_Problems and tasks_:
- a) In the forum thread about trimming wc output, reproduce the passage starting at "cat -A log.txt" and ending at "testvar=$(wc -l < log.txt)", renaming "log.txt" to "output.txt" throughout.
- b) Continue the forum thread about trimming wc output from the point where it stops.

_Document section_:
— START —

Also, for completeness, you can quickly check where your newline (or other special) characters are in your file using 'cat' and the 'show-all' flag. The dollar sign character will indicate the end of each line:

cat -A log.txt

Answer 2

One way:

wc -l < log.txt | xargs echo -n

Answer 3

There is also direct support for white space removal in Bash variable substitution:

testvar=$(wc -l < log.txt)
trailing_space_removed=${testvar%%[[:space:]]}
leading_space_removed=${testvar##[[:space:]]}

Answer 4

If you assign its output to a variable, bash automatically strips whitespace:

linecount=`wc -l < log.txt`

Answer 5

printf already crops the trailing newline for you:

$ printf '%s' $(wc -l < log.txt)

— END —

_Record list_:
— START —

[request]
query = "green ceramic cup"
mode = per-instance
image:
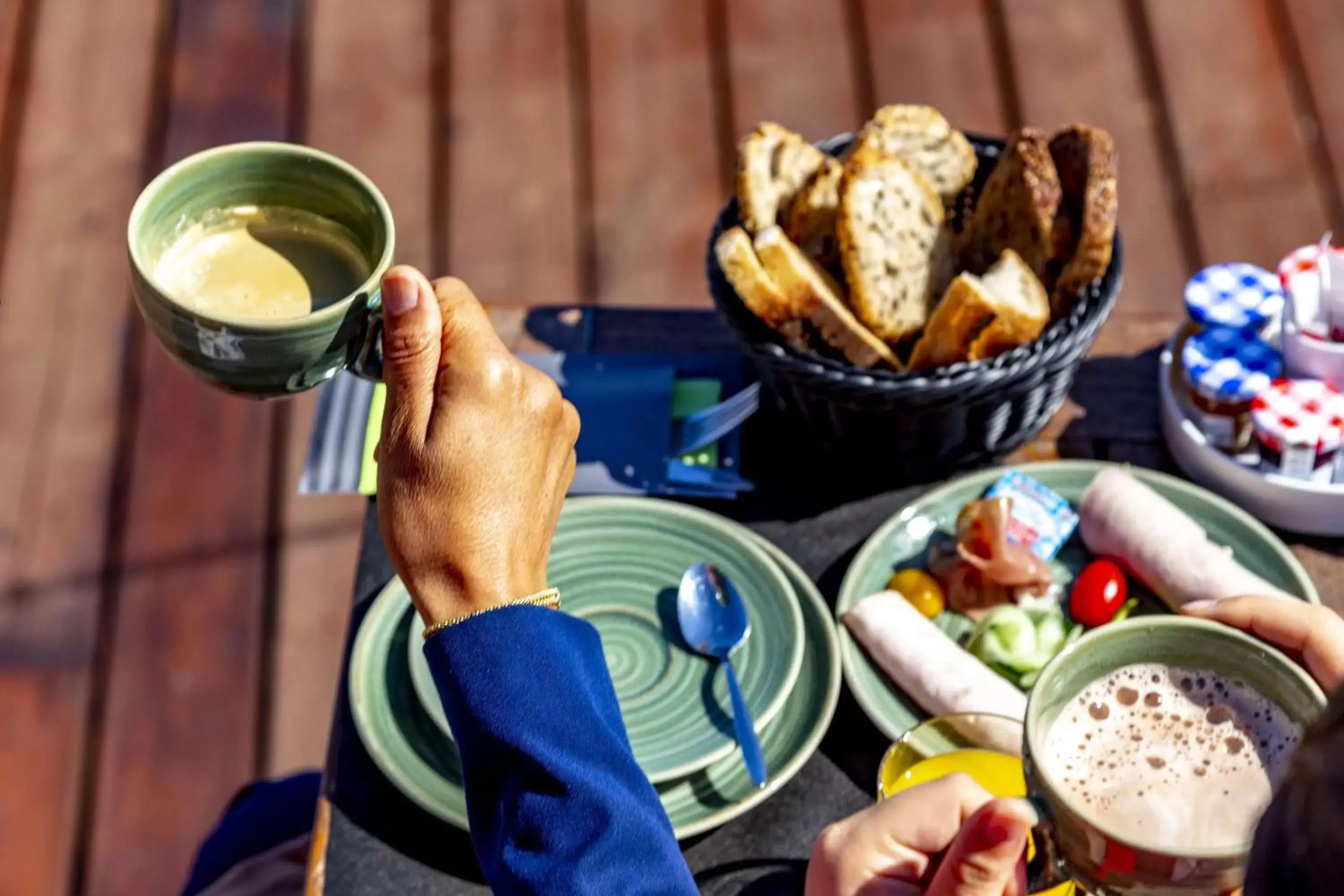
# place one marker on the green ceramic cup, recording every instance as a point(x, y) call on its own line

— END —

_Responses_:
- a)
cat -A output.txt

Answer 2

One way:

wc -l < output.txt | xargs echo -n

Answer 3

There is also direct support for white space removal in Bash variable substitution:

testvar=$(wc -l < output.txt)

- b)
Detail:

• printf will print your content in place of the %s string place holder.
• If you do not tell it to print a newline (%s\n), it won't.

Answer 6

If you want to print output of anything in Bash without end of line, you echo it with the -n switch.

If you have it in a variable already, then echo it with the trailing newline cropped:

    $ testvar=$(wc -l < log.txt)
    $ echo -n $testvar

Or you can do it in one line, instead:

    $ echo -n $(wc -l < log.txt)